This material is from the 4th edition of The Zebrafish Book. The 5th edition is available in print and within the ZFIN Protocol Wiki.

Modified from: Kimmel et al., 1955. Developmental Dynamics 203:253-310. Copyright © 1995 Wiley-Liss, Inc. Reprinted only by permission of Wiley-Liss, a subsidiary of John Wiley & Sons, Inc.

Fig. 13. The dorsal side of the blastoderm in a midgastrula embryo, at the 75%-epiboly stage. Nomarski optics. We positioned the embryo with its vegetal pole up, slightly flattened it between coverslips, and focused to obtain this optical section roughly midway between the animal and vegetal poles. Hence the view here is along the embryonic axis with midline structures at the center. The cellular blastoderm, above, covers the yolk cell, below. The EVL, vanishingly thin at this stage, is invisible (but easily visible in surface view). The arrows indicate Brachet's cleft, the distinctive boundary between the epiblast and hypoblast. The epiblast seems to be a multilayer of cells of nearly uniformly thickness, but actually at this time it must be forming a single-cell layered pseudostratified epithelium (Papan and Campos-Ortega, 1994). The hypoblast is sandwiched between the epiblast and YSL. Away from the dorsal midline (e.g. in the region near the arrows) the paraxial hypoblast looks to be a monolayer of cuboidal cells. Specifically in the region of the midline Brachet's cleft is less distinct, the axial hypoblast is thickened, and it might consist of more than a single cell layer. Later, axial hypoblast will contribute to both the mesoderm (e.g. the notochord) and endoderm. Scale bar: 50 µm.

→ Goal of the exercise
From the zebrafish embryo caption, return the passage from "This material is" up to and including "Wiley & Sons, Inc.", unchanged.

→ Data excerpts

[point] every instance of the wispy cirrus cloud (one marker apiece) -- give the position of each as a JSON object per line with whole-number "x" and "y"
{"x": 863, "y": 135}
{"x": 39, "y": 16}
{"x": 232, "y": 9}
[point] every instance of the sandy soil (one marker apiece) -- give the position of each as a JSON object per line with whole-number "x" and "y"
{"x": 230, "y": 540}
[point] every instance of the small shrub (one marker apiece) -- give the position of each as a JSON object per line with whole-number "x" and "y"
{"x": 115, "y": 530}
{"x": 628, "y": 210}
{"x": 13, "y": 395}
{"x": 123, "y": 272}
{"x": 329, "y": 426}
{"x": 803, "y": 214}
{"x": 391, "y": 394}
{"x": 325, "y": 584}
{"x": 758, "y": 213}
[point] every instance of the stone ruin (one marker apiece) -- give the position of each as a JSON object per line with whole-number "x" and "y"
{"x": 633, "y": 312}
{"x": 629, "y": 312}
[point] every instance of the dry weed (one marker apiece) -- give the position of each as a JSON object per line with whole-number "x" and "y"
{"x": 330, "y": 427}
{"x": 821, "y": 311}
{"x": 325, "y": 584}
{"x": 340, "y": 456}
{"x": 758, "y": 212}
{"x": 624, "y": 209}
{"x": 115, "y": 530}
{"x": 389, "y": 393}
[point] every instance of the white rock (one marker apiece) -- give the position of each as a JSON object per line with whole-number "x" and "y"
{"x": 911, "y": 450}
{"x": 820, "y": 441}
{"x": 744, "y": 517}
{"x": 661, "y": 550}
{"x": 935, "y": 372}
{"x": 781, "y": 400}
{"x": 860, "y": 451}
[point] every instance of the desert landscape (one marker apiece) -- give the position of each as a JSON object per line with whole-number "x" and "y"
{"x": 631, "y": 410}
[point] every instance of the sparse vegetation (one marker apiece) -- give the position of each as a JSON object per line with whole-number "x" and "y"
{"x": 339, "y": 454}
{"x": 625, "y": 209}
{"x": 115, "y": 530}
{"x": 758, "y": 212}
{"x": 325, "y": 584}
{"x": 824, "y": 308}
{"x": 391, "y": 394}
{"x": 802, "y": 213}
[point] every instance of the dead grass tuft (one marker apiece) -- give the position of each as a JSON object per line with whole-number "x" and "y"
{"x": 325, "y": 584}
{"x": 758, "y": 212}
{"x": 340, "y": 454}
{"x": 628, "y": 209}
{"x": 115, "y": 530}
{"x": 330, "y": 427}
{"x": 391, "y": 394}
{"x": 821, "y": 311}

→ Your solution
This material is from the 4th edition of The Zebrafish Book. The 5th edition is available in print and within the ZFIN Protocol Wiki.

Modified from: Kimmel et al., 1955. Developmental Dynamics 203:253-310. Copyright © 1995 Wiley-Liss, Inc. Reprinted only by permission of Wiley-Liss, a subsidiary of John Wiley & Sons, Inc.